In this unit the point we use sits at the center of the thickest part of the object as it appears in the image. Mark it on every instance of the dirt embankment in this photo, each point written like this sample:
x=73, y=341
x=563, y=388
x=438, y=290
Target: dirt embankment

> **TASK ITEM**
Transcribe each record shown above, exactly.

> **RESPONSE TO THIS EXERCISE**
In this unit the point we use sits at the center of the thickest part of the object as it appears in the image. Mark it on every instance of the dirt embankment in this photo, each point written like this sample:
x=73, y=341
x=563, y=388
x=438, y=290
Target: dirt embankment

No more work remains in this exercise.